* EXERCISE TASK
Set down the full listing exactly as given. Any pictures are to be left out.

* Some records
★ ★ ★ ★ ★
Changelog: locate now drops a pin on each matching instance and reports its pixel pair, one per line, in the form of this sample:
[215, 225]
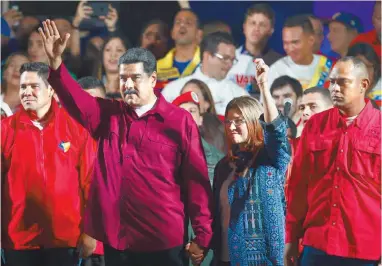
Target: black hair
[140, 55]
[211, 42]
[284, 81]
[264, 9]
[163, 28]
[358, 64]
[198, 24]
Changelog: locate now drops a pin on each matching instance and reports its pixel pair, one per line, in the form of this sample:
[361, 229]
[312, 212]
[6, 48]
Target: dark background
[133, 15]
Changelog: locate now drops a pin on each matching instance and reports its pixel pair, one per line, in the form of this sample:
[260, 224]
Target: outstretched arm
[79, 104]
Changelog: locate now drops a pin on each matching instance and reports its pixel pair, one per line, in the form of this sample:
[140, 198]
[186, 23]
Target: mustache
[130, 92]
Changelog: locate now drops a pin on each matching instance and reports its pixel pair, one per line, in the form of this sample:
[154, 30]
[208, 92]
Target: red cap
[188, 97]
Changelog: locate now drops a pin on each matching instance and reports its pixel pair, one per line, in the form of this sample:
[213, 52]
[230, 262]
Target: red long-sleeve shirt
[334, 193]
[149, 169]
[46, 175]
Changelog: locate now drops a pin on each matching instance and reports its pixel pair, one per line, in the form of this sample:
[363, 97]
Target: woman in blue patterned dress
[249, 182]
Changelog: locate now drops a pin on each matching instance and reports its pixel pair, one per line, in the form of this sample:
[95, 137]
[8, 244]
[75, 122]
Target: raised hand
[261, 72]
[54, 45]
[111, 19]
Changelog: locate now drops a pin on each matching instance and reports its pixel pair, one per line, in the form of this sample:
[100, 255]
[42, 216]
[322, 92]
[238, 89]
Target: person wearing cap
[189, 101]
[300, 63]
[217, 52]
[372, 37]
[343, 28]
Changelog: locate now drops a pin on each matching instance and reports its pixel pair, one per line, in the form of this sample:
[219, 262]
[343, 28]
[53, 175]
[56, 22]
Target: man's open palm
[54, 45]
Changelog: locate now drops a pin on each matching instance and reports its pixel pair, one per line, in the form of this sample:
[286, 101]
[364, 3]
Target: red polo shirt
[334, 193]
[149, 169]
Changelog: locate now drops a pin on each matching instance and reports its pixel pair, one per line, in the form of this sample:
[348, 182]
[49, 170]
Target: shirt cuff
[203, 241]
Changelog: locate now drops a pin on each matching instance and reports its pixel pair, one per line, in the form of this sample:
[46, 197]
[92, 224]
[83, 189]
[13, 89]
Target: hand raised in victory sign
[270, 109]
[54, 45]
[261, 73]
★ ★ ★ ★ ★
* ANSWER TO THIS PROBLEM
Changelog: locate now drops a pin on each matching instance and reports its pixel pair, one per line, in the form of this sample:
[215, 225]
Target: black hair
[140, 55]
[211, 42]
[284, 81]
[264, 9]
[163, 28]
[358, 64]
[198, 24]
Changelog: locate now drops a pin on each matching instance and reports its pixel pair, one per line, in the form of this sample:
[361, 229]
[312, 212]
[6, 48]
Target: dark background
[133, 15]
Changelog: locate now drops a pin on each matching instance and reports its pixel pair, one per line, in the form of this sample:
[260, 224]
Target: outstretched arm
[79, 104]
Changelog: locate now drops a pin on each matching instance and reports its pixel pair, one per line, in the form of this sample:
[140, 198]
[186, 23]
Target: mustache
[130, 92]
Changelog: locate now drops a pin on each matching instance and reports its pixel pair, one per line, in the form of this sample:
[154, 30]
[208, 92]
Target: red cap
[188, 97]
Changelog: locate now drops a pin on each matching instance and reports its pixel pair, one per line, in the form of this sample:
[213, 52]
[230, 262]
Target: red long-sleeve shirt
[334, 193]
[149, 169]
[46, 175]
Changelog: locate now drops a pin on each matching instance and reports its pixel pair, one per line, in the form of this sample:
[363, 97]
Target: woman in blue patterned dress
[249, 182]
Changelog: locate now drops a pin on each matching instance and reports its pixel pair, one per line, in the form of this sample:
[95, 137]
[8, 244]
[75, 122]
Target: raised hand
[261, 72]
[54, 45]
[111, 19]
Changelog: locate now drops a pin on each matching instance and reports its pixel pair, one per line, in the form of this sample:
[100, 255]
[42, 216]
[322, 92]
[238, 89]
Target: person wearing cap
[189, 101]
[300, 63]
[217, 52]
[372, 37]
[343, 28]
Changelog: locate now drops a pin on each matching instance and reports its pixel pair, one per line, in the form of this sample:
[219, 262]
[343, 28]
[53, 175]
[56, 22]
Target: man's open palm
[54, 45]
Changelog: locate now drops a pin on each matching instance and reports its pixel pair, one per line, in the form of this sample:
[286, 101]
[364, 3]
Target: red polo shirt
[334, 193]
[149, 169]
Changelog: locate now drops a pin on each matching instance and reports its pixel pair, one per line, in the form of this sample:
[348, 182]
[49, 170]
Target: shirt cuff
[203, 241]
Changelog: locate now drops a pin on each matching instance and reports its pixel pair, one per line, in the form of this sample:
[46, 197]
[92, 224]
[83, 189]
[13, 89]
Target: hand raised in victory sign
[270, 109]
[54, 45]
[261, 73]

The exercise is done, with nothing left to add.